Set task: Reproduce every one of the following rows word for word.

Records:
..............................
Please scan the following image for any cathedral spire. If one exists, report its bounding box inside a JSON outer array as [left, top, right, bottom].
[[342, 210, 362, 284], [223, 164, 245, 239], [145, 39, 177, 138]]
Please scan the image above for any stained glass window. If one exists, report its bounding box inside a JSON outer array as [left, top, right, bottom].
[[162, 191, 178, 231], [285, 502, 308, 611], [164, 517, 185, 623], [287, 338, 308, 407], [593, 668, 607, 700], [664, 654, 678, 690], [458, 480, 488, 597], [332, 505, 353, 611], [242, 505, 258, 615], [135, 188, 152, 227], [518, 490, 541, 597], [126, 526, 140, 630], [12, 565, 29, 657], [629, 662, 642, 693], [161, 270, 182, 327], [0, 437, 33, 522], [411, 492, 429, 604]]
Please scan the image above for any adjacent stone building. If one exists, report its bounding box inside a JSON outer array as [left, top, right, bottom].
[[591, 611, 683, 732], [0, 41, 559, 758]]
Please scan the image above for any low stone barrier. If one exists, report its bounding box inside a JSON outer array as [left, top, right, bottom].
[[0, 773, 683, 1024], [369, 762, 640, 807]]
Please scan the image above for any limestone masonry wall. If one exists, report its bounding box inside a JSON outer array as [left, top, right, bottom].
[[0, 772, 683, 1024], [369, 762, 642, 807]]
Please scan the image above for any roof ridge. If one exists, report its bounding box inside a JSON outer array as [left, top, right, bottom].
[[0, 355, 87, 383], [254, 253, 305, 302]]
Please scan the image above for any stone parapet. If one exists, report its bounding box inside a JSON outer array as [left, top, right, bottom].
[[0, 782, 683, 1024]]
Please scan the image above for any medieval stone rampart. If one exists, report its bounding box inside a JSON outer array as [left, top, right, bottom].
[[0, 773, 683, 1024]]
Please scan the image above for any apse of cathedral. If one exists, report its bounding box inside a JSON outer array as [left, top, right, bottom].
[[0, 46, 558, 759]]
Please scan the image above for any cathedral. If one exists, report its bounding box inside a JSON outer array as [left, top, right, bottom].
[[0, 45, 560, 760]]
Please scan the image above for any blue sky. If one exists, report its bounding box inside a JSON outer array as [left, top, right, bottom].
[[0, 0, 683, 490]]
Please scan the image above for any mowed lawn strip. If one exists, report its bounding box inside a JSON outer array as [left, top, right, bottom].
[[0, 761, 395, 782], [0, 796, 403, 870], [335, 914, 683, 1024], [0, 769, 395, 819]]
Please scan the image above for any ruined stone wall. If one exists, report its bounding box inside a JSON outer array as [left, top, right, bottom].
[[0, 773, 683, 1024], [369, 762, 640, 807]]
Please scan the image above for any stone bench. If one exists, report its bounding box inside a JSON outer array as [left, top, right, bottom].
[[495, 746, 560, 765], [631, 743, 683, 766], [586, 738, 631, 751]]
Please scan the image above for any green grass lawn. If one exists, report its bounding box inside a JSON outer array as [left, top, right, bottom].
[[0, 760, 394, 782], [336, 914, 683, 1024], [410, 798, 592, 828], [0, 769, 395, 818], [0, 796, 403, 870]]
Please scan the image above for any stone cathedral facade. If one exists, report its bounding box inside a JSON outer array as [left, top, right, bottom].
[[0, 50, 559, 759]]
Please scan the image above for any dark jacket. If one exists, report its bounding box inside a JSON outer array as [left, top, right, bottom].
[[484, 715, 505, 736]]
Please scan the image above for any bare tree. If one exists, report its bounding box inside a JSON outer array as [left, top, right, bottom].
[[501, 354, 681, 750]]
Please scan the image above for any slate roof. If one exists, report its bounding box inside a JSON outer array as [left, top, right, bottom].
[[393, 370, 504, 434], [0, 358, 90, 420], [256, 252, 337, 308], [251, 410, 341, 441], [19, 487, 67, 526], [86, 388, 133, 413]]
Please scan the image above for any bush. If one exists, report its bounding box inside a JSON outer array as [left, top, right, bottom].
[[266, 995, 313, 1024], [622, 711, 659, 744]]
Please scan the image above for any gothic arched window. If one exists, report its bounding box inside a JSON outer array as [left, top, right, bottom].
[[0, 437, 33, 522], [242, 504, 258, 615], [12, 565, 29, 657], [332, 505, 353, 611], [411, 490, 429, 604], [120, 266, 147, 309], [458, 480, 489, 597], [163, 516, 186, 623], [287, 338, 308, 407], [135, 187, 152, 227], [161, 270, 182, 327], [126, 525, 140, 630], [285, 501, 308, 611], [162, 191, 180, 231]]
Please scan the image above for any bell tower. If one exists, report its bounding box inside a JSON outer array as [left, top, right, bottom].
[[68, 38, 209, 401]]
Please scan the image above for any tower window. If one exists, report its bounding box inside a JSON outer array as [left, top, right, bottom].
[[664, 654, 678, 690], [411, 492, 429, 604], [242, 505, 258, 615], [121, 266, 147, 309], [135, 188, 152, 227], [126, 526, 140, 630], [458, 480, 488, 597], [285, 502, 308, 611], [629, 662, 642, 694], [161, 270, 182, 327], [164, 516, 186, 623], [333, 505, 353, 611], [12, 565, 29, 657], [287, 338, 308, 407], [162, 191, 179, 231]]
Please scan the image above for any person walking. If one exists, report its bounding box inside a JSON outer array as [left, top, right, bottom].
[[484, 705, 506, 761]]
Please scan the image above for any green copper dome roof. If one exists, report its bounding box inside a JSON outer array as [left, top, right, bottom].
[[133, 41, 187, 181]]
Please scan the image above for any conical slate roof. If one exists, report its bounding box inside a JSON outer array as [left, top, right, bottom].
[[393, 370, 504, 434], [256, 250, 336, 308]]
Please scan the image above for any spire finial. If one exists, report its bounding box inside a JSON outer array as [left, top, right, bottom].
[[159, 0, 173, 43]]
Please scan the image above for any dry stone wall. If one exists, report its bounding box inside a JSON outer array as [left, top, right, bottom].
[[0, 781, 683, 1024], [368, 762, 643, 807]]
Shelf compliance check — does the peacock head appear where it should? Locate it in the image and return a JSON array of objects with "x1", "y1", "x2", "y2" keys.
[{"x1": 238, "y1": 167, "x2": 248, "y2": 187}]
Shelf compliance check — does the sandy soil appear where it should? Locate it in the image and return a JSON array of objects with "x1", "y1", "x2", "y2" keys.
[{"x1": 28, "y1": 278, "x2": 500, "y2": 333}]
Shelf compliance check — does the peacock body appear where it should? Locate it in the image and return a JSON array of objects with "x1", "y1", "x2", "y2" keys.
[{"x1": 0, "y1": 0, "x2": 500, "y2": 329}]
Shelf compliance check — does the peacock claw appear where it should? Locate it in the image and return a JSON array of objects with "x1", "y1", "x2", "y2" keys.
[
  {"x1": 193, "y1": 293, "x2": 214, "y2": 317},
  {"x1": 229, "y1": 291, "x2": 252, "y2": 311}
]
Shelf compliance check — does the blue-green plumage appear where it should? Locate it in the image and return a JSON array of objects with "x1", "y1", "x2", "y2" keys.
..............................
Exercise response:
Please scan the following image for any cathedral spire. If one exists, report its bounding box inside a JSON outer array as [left, top, right, bottom].
[[342, 210, 362, 284], [223, 164, 245, 239], [145, 39, 177, 138]]
Please scan the image above for any stained glass window. If one exists, report its bounding box inside a JSON outer array as [left, top, right, bottom].
[[162, 191, 178, 231], [285, 502, 308, 611], [164, 517, 185, 623], [287, 338, 308, 407], [593, 668, 607, 700], [664, 654, 678, 690], [458, 480, 488, 597], [332, 505, 353, 611], [242, 505, 258, 615], [135, 188, 152, 227], [518, 490, 541, 597], [126, 526, 140, 630], [12, 565, 29, 657], [629, 662, 642, 693], [161, 270, 182, 327], [0, 437, 33, 522], [411, 492, 429, 604]]
Please scan the image above for any adjacent stone building. If one exists, report its bounding box inside a JSON outer array as [left, top, right, bottom].
[[591, 611, 683, 732], [0, 41, 559, 758]]
Please scan the image above for any low stone barrier. If one exists, report its bounding box inside a JSON outer array as [left, top, right, bottom].
[[0, 773, 683, 1024], [369, 762, 640, 807]]
Please scan the image above for any limestone masonry wall. If one exists, report its bounding box inside a JSON outer array as [left, top, right, bottom].
[[0, 772, 683, 1024], [369, 762, 642, 807]]
Please scan the image above for any roof ridge. If one exists, report its bounding box inside a JSON outer array as [left, top, right, bottom].
[[0, 355, 87, 383], [254, 253, 305, 302]]
Please scan the image above for any stone parapet. If one exists, report its bounding box inside a JSON outer array as [left, top, right, bottom].
[[0, 782, 683, 1024]]
Please scan the image above for any medieval stone rampart. If one exists, report its bounding box inside a JSON outer array as [left, top, right, bottom].
[[0, 773, 683, 1024]]
Please scan the image above for any apse of cathedral. If one exists, report its bounding box inside a JSON outer array as [left, top, right, bottom].
[[0, 46, 558, 759]]
Please scan the image above for any cathedral. If one exists, report its bounding box inside a JSON outer array as [left, top, right, bottom].
[[0, 45, 560, 760]]
Please scan the image above for any blue sky. If one exists, report its bounding box inside a JSON outer array as [left, top, right, bottom].
[[0, 0, 683, 490]]
Please scan the image above for any mowed lawn strip. If one exists, report its bounding box inside a JSON outer array as [left, top, right, bottom].
[[0, 761, 395, 782], [0, 796, 403, 870], [335, 914, 683, 1024], [0, 769, 395, 819]]
Please scan the image above for any ruined stone wall. If one exists, report its bounding box inside a JSON outer array as [left, top, right, bottom].
[[0, 773, 683, 1024], [369, 762, 640, 807]]
Please scan the image above for any stone bench. If one exists, report its bounding box inside a JSON outer array as [left, top, right, bottom].
[[495, 746, 560, 765], [631, 743, 683, 766], [586, 738, 631, 751]]
Please scan the image above for any green grass lawn. If one exists, report its bounding box inside a JSON outer array as [left, top, right, bottom].
[[0, 760, 394, 782], [336, 914, 683, 1024], [410, 798, 592, 828], [0, 769, 395, 818], [0, 796, 403, 870]]
Please scan the image above for any stone cathedral facade. If one exists, report its bounding box inside a JSON outer array as [left, top, right, bottom].
[[0, 50, 559, 759]]
Please scan the image above for any dark jacket. If one exists, report its bounding box inside a JSON outer array as [left, top, right, bottom].
[[484, 715, 505, 736]]
Please scan the image above for any bare tree. If one exists, report its bounding box inside a JSON outer array as [left, top, right, bottom].
[[501, 354, 681, 750]]
Please scan the image above for any slate roof. If one exists, report its bounding box inside a JSON outer array as [left, top, right, bottom].
[[393, 370, 504, 434], [0, 358, 90, 420], [256, 252, 337, 308], [251, 410, 341, 441], [19, 487, 67, 526], [86, 388, 133, 413]]
Please scan the image above for any bush. If one exists, report its bounding box inside a JSON outer array as [left, top, right, bottom].
[[266, 995, 313, 1024], [622, 711, 659, 744]]
Please scan the image above for any gothic arched window. If one exists, report its bounding box inside a JSON outer array as [left, top, right, bottom].
[[0, 437, 33, 522], [242, 504, 258, 615], [12, 565, 29, 657], [332, 505, 353, 611], [411, 490, 429, 604], [120, 266, 147, 309], [458, 480, 489, 597], [163, 516, 186, 623], [287, 338, 308, 407], [135, 187, 152, 227], [161, 270, 182, 327], [126, 525, 140, 630], [285, 501, 308, 611], [162, 191, 180, 231]]
Please scan the image above for any bell tower. If one exists, report its bounding box inside a JSON outer array as [left, top, right, bottom].
[[68, 38, 209, 401]]
Please scan the image above for any tower window. If one exists, report its bounding box inside a JSON outer array as [left, top, right, bottom].
[[664, 654, 678, 690], [411, 492, 429, 604], [242, 505, 258, 615], [121, 266, 147, 309], [135, 188, 152, 227], [126, 526, 140, 630], [458, 480, 488, 597], [285, 502, 308, 611], [629, 662, 642, 694], [161, 270, 182, 327], [164, 516, 186, 623], [333, 505, 353, 611], [12, 565, 29, 657], [287, 338, 308, 407], [162, 191, 179, 231]]
Please scan the image above for any person walking. If one exists, report its bounding box inside a JSON outer array as [left, top, right, bottom].
[[484, 705, 506, 761]]
Please scan the image above for any green copper dome roof. If one exists, report its bounding box inside a JSON outer array as [left, top, right, bottom].
[[133, 41, 187, 181]]
Please scan the image above for any conical slate roof. If one exists, report its bounding box inside a JSON outer array as [left, top, right, bottom].
[[393, 370, 504, 434], [256, 250, 336, 308]]
Please scan the image above for any spire finial. If one exists, report its bounding box inside a JSON outer array as [left, top, right, bottom].
[[159, 0, 173, 43]]
Please scan the image above for any dry stone wall. If one exists, report its bounding box inside a JSON outer array as [left, top, right, bottom].
[[0, 781, 683, 1024], [368, 762, 643, 807]]
Shelf compliance check — does the peacock head appear where it should? Locate it in the image and return a JSON array of objects with "x1", "y1", "x2", "y2" keys.
[{"x1": 238, "y1": 167, "x2": 248, "y2": 187}]
Shelf compliance check — does the sandy soil appear where it should? Locate it in the image and return a JSON array of objects with "x1", "y1", "x2", "y2" keys.
[{"x1": 28, "y1": 278, "x2": 500, "y2": 333}]
Shelf compliance check — does the peacock body appear where it should? Locate it in the image and return a JSON array of objects with "x1", "y1", "x2", "y2" keys.
[{"x1": 0, "y1": 0, "x2": 500, "y2": 329}]
Shelf compliance check — does the peacock claw appear where it should? Locate it in the image and return a JSON array of objects with "x1", "y1", "x2", "y2" keys.
[
  {"x1": 193, "y1": 293, "x2": 214, "y2": 317},
  {"x1": 229, "y1": 291, "x2": 252, "y2": 311}
]
Shelf compliance check — does the blue-green plumage appear where it should? Locate it in the image and return a JSON array of objects with "x1", "y1", "x2", "y2" keys.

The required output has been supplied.